**INSTRUCTIONS FOR THE TASK:** Extract each line holding the word "water" from the entries.

**DATA UNDER STUDY:**

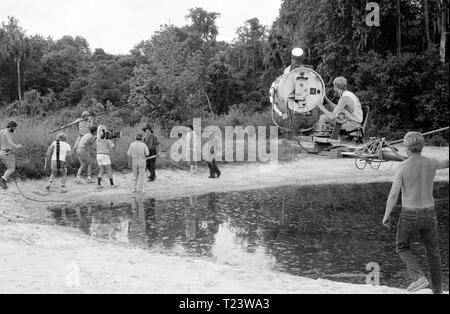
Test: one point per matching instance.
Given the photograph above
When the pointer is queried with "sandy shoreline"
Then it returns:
(35, 255)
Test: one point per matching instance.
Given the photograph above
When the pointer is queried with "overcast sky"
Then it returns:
(117, 25)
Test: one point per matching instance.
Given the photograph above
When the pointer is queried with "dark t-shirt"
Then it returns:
(152, 141)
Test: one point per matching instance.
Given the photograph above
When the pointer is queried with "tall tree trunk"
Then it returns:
(427, 24)
(399, 29)
(19, 80)
(209, 103)
(444, 32)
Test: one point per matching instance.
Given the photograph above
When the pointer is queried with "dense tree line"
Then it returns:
(399, 69)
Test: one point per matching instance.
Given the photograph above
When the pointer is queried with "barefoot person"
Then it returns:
(85, 154)
(348, 103)
(415, 178)
(152, 143)
(6, 154)
(104, 147)
(191, 141)
(214, 150)
(137, 159)
(58, 150)
(84, 125)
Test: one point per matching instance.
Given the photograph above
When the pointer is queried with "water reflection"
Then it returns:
(320, 232)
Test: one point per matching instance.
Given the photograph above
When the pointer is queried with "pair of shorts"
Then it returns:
(103, 160)
(54, 165)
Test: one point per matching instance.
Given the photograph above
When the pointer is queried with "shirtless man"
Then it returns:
(348, 103)
(415, 178)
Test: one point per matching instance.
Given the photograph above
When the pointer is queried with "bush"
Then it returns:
(406, 92)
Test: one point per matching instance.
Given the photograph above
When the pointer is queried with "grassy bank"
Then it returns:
(33, 135)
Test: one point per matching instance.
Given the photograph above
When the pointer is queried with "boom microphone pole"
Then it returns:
(93, 116)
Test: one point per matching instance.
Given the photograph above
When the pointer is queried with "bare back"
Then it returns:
(418, 174)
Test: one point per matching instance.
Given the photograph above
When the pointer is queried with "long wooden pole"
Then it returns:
(93, 116)
(423, 134)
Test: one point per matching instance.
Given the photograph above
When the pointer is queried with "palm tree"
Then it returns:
(426, 9)
(399, 28)
(14, 45)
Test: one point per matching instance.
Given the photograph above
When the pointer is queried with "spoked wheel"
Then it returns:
(360, 163)
(375, 165)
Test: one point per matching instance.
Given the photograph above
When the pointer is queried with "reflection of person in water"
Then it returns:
(151, 229)
(202, 224)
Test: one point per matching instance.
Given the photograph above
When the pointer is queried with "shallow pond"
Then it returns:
(324, 231)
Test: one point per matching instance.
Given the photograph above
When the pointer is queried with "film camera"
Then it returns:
(110, 134)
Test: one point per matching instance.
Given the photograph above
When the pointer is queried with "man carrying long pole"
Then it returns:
(6, 152)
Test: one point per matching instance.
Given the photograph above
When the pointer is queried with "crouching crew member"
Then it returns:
(6, 155)
(104, 147)
(137, 157)
(58, 150)
(152, 143)
(85, 153)
(348, 103)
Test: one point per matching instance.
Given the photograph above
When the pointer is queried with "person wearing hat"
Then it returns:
(137, 157)
(58, 150)
(152, 143)
(348, 103)
(84, 125)
(85, 153)
(6, 156)
(297, 60)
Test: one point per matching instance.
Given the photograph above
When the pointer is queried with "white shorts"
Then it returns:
(103, 160)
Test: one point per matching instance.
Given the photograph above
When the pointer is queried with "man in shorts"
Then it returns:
(415, 179)
(58, 151)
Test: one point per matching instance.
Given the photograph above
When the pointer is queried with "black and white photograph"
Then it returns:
(224, 153)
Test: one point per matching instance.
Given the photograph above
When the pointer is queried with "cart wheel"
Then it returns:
(360, 163)
(375, 165)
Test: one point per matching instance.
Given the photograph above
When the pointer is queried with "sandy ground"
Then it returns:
(37, 257)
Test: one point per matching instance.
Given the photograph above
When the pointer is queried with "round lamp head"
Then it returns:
(297, 52)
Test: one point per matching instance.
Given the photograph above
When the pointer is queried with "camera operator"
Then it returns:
(85, 153)
(6, 155)
(104, 146)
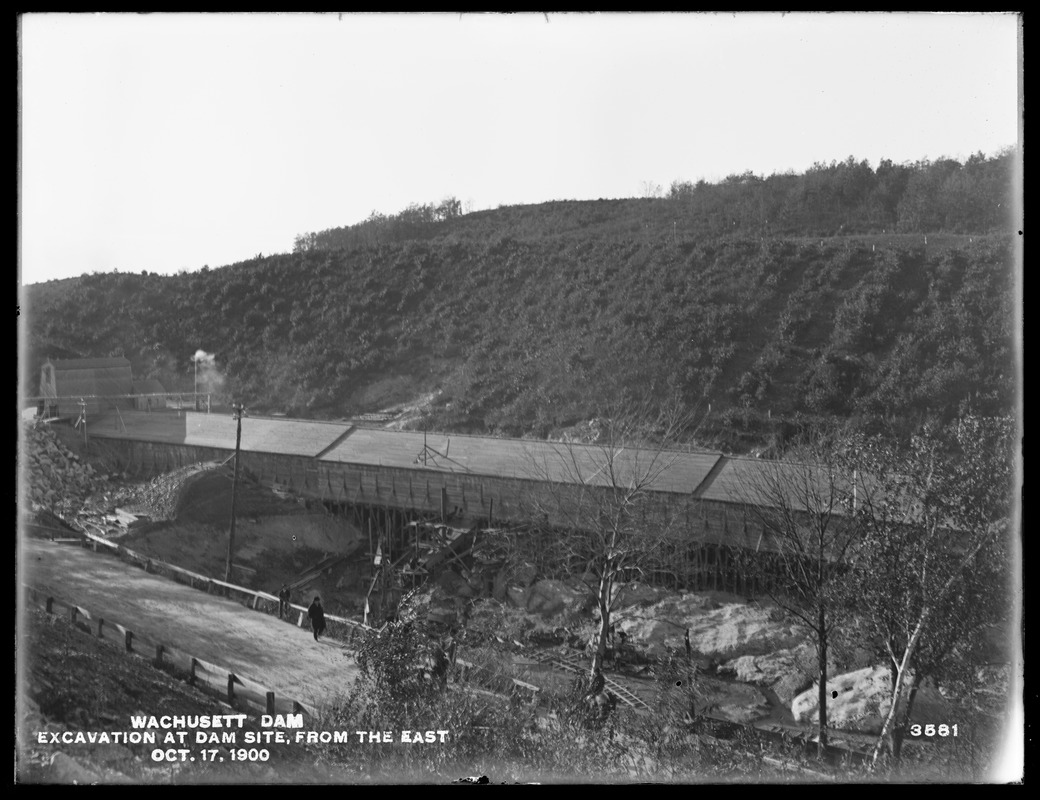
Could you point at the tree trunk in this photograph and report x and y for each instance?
(604, 624)
(900, 730)
(822, 652)
(898, 688)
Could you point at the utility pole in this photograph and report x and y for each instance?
(239, 409)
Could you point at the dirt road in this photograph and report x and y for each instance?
(277, 654)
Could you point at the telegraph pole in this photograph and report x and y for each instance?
(239, 409)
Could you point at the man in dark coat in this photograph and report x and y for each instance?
(316, 613)
(284, 597)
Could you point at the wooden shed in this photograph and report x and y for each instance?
(103, 384)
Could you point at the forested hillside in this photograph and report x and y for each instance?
(846, 293)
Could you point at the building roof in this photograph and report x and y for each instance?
(590, 464)
(148, 386)
(88, 363)
(284, 437)
(705, 475)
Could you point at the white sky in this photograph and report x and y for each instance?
(169, 142)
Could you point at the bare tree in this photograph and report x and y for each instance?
(605, 500)
(937, 517)
(807, 546)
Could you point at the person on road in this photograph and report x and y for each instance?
(284, 597)
(316, 613)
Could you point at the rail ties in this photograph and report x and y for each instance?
(568, 663)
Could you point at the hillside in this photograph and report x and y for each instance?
(528, 319)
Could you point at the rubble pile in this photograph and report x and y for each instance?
(56, 478)
(860, 701)
(158, 497)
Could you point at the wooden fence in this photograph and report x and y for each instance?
(341, 628)
(236, 689)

**ANSWER BOX:**
When the pointer is queried with "water reflection"
When the pointer is queried with "reflection of person in water"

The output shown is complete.